**THE TASK:**
What you return should be the full listing, exactly as given.
*** Opening of DATA FOR THIS EXERCISE ***
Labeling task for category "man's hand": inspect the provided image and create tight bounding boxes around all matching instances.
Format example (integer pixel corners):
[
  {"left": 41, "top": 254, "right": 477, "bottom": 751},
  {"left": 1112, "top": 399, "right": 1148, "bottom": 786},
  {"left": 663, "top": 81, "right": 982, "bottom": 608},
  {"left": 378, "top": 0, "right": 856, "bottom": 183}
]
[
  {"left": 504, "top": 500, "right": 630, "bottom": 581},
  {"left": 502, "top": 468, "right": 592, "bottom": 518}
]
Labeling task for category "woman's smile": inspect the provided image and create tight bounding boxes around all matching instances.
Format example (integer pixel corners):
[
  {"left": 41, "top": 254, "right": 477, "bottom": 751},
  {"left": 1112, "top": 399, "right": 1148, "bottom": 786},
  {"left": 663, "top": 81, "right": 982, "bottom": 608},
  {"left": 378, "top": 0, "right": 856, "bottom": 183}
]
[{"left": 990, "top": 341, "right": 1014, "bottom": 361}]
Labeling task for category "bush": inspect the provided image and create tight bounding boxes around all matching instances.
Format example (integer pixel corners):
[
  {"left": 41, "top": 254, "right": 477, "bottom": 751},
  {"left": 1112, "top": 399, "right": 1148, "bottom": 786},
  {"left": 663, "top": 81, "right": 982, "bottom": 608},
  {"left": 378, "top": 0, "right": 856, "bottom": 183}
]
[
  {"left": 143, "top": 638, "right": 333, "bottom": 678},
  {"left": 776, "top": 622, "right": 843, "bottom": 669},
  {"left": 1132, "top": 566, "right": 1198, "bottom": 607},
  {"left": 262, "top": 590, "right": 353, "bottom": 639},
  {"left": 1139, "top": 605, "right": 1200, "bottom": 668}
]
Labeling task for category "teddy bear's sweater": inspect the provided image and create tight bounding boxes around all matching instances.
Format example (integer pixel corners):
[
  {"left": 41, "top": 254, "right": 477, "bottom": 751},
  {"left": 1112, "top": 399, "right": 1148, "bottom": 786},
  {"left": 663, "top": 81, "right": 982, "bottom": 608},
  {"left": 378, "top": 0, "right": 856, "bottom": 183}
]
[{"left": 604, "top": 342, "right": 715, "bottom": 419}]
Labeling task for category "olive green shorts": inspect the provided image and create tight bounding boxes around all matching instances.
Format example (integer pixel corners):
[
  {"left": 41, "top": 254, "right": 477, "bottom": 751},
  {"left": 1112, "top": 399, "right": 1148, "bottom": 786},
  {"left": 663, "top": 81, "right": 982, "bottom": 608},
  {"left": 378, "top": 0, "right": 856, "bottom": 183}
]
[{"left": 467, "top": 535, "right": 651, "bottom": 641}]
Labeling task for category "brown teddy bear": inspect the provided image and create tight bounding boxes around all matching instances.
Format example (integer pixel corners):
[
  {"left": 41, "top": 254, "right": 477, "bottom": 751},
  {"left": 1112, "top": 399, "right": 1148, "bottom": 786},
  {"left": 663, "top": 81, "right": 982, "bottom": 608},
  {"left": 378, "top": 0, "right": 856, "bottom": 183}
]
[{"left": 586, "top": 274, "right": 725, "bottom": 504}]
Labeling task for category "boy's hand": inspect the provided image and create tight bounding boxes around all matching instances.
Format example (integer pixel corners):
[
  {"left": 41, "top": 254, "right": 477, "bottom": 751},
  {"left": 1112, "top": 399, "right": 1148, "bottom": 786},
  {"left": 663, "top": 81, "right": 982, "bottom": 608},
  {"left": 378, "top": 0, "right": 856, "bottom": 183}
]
*** Close of DATA FOR THIS EXERCISE ***
**TASK ANSWER:**
Labeling task for category "man's hand": inspect the provided image and create tight bounding boxes around all matching instances.
Format example (integer pixel corners):
[
  {"left": 41, "top": 254, "right": 477, "bottom": 751},
  {"left": 1112, "top": 399, "right": 1148, "bottom": 786},
  {"left": 663, "top": 81, "right": 982, "bottom": 608},
  {"left": 378, "top": 0, "right": 856, "bottom": 183}
]
[
  {"left": 504, "top": 500, "right": 630, "bottom": 581},
  {"left": 502, "top": 468, "right": 592, "bottom": 518}
]
Labeling task for category "woman's smile": inspect the provided image and create tight bounding boxes around all matching instances.
Format example (integer pixel corners):
[
  {"left": 41, "top": 254, "right": 477, "bottom": 751},
  {"left": 1112, "top": 399, "right": 1148, "bottom": 786},
  {"left": 663, "top": 81, "right": 982, "bottom": 608},
  {"left": 378, "top": 0, "right": 856, "bottom": 183}
]
[{"left": 990, "top": 341, "right": 1014, "bottom": 361}]
Labeling task for category "bush": inspect the provided image and create tight bounding boxes around all matching instances.
Format example (integer pixel corners):
[
  {"left": 41, "top": 254, "right": 477, "bottom": 751},
  {"left": 1112, "top": 399, "right": 1148, "bottom": 786},
  {"left": 663, "top": 81, "right": 982, "bottom": 608},
  {"left": 378, "top": 0, "right": 856, "bottom": 183}
]
[
  {"left": 143, "top": 638, "right": 333, "bottom": 678},
  {"left": 776, "top": 622, "right": 843, "bottom": 669},
  {"left": 1132, "top": 566, "right": 1198, "bottom": 607},
  {"left": 262, "top": 590, "right": 353, "bottom": 639},
  {"left": 1139, "top": 605, "right": 1200, "bottom": 668}
]
Labeling task for category "teddy bear's sweater": inspect the provided image and create tight bounding boxes around all matching instances.
Format example (integer pixel corners):
[
  {"left": 41, "top": 254, "right": 477, "bottom": 751},
  {"left": 1112, "top": 399, "right": 1148, "bottom": 786},
  {"left": 663, "top": 81, "right": 982, "bottom": 608},
  {"left": 378, "top": 0, "right": 856, "bottom": 183}
]
[{"left": 604, "top": 342, "right": 715, "bottom": 419}]
Labeling task for category "olive green shorts": inspect the provided image and create tight bounding boxes around all matching instances.
Format example (integer pixel corners):
[
  {"left": 41, "top": 254, "right": 477, "bottom": 751},
  {"left": 1112, "top": 399, "right": 1148, "bottom": 786},
  {"left": 663, "top": 81, "right": 982, "bottom": 608},
  {"left": 378, "top": 0, "right": 856, "bottom": 183}
]
[{"left": 467, "top": 535, "right": 651, "bottom": 641}]
Labeling task for category "brown teddy bear": inspect the provided image and create tight bounding boxes around all matching instances.
Format example (integer pixel corners):
[
  {"left": 41, "top": 254, "right": 477, "bottom": 751},
  {"left": 1112, "top": 399, "right": 1148, "bottom": 786},
  {"left": 663, "top": 81, "right": 982, "bottom": 608},
  {"left": 378, "top": 0, "right": 856, "bottom": 183}
]
[{"left": 586, "top": 274, "right": 725, "bottom": 504}]
Labeling task for category "boy's hand": inspect the provided image and create tight bounding boxes around all matching instances.
Format example (integer pixel corners):
[
  {"left": 41, "top": 254, "right": 477, "bottom": 751},
  {"left": 1112, "top": 399, "right": 1148, "bottom": 786},
  {"left": 663, "top": 81, "right": 982, "bottom": 608},
  {"left": 378, "top": 0, "right": 856, "bottom": 183}
]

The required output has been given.